Exercise objective: Write out the data once more, exactly as it reads.

(Stored records)
+ + +
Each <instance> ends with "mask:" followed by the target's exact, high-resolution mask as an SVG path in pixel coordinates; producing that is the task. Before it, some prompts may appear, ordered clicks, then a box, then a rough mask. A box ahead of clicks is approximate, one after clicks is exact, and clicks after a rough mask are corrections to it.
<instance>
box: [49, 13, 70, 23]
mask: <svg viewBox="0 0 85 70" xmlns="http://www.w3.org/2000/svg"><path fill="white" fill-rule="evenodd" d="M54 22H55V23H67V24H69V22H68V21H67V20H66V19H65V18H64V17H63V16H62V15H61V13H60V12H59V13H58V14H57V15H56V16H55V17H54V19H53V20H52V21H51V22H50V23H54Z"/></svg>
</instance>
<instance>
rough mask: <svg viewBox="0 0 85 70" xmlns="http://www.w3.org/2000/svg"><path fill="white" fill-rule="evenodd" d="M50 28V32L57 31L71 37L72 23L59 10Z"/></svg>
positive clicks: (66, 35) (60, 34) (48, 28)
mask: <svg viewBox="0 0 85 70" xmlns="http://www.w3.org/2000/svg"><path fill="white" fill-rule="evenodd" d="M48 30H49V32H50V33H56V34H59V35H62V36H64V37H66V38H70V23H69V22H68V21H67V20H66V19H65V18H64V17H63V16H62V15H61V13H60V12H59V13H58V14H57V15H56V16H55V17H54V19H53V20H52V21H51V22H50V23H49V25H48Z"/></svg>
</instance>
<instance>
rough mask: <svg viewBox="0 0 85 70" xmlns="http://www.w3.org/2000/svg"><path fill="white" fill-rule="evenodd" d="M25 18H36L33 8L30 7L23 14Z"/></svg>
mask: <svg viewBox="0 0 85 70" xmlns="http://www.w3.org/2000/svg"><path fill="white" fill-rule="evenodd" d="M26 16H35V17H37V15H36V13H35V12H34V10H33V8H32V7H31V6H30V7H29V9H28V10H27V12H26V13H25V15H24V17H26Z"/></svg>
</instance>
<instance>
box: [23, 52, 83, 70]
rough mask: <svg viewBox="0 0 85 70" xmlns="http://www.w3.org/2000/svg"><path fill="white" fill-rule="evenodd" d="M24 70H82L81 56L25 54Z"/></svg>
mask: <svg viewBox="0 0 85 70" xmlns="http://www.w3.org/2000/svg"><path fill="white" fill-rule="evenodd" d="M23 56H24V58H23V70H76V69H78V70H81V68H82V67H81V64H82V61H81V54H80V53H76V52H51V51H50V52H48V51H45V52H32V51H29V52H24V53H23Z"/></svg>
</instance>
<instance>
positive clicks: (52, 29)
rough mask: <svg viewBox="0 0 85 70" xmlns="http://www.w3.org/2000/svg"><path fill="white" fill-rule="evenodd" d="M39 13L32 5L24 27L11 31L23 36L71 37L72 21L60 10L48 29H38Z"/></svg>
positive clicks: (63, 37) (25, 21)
+ + +
Solution to this problem:
Each <instance> ends with "mask:" followed by the target's exact, high-resolution mask as an SVG path in pixel coordinates; producing that is the task. Before it, some prompts may appear, ordered clicks, then a box, then a rough mask. A box ahead of clicks is approximate, one after clicks is exact, and clicks after a rough mask are corrections to it.
<instance>
box: [49, 13, 70, 23]
mask: <svg viewBox="0 0 85 70" xmlns="http://www.w3.org/2000/svg"><path fill="white" fill-rule="evenodd" d="M54 22H55V23H67V24H69V22H68V21H67V20H66V19H65V18H64V17H63V16H62V15H61V13H60V12H59V13H58V14H57V15H56V16H55V17H54V19H53V20H52V21H51V22H50V23H54Z"/></svg>
</instance>
<instance>
rough mask: <svg viewBox="0 0 85 70" xmlns="http://www.w3.org/2000/svg"><path fill="white" fill-rule="evenodd" d="M50 28V32L57 31L71 37L72 23L59 10Z"/></svg>
positive clicks: (66, 35) (60, 34) (48, 28)
mask: <svg viewBox="0 0 85 70" xmlns="http://www.w3.org/2000/svg"><path fill="white" fill-rule="evenodd" d="M48 30H49V32H50V33H56V34H59V35H62V36H64V37H66V38H70V23H69V22H68V21H67V20H66V19H65V18H64V17H63V16H62V15H61V13H60V12H59V13H58V14H57V15H56V16H55V17H54V19H53V20H52V21H51V22H50V23H49V25H48Z"/></svg>
</instance>
<instance>
rough mask: <svg viewBox="0 0 85 70" xmlns="http://www.w3.org/2000/svg"><path fill="white" fill-rule="evenodd" d="M25 18H36L33 8L30 7L23 14Z"/></svg>
mask: <svg viewBox="0 0 85 70" xmlns="http://www.w3.org/2000/svg"><path fill="white" fill-rule="evenodd" d="M26 16H35V17H37V15H36V13H35V12H34V10H33V8H32V7H31V6H30V7H29V9H28V10H27V12H26V13H25V15H24V17H26Z"/></svg>
</instance>
<instance>
box: [23, 52, 83, 70]
rough mask: <svg viewBox="0 0 85 70" xmlns="http://www.w3.org/2000/svg"><path fill="white" fill-rule="evenodd" d="M24 70H82L81 56L25 54Z"/></svg>
mask: <svg viewBox="0 0 85 70" xmlns="http://www.w3.org/2000/svg"><path fill="white" fill-rule="evenodd" d="M23 56H24V58H23V70H76V69H78V70H81V68H82V67H81V64H82V61H81V54H80V53H76V52H51V51H50V52H48V51H45V52H32V51H29V52H24V53H23Z"/></svg>
</instance>
<instance>
positive clicks: (52, 29)
rough mask: <svg viewBox="0 0 85 70" xmlns="http://www.w3.org/2000/svg"><path fill="white" fill-rule="evenodd" d="M39 13L32 5L24 27L11 31L23 36L71 37L72 21L60 10L48 29H38Z"/></svg>
positive clicks: (63, 37) (25, 21)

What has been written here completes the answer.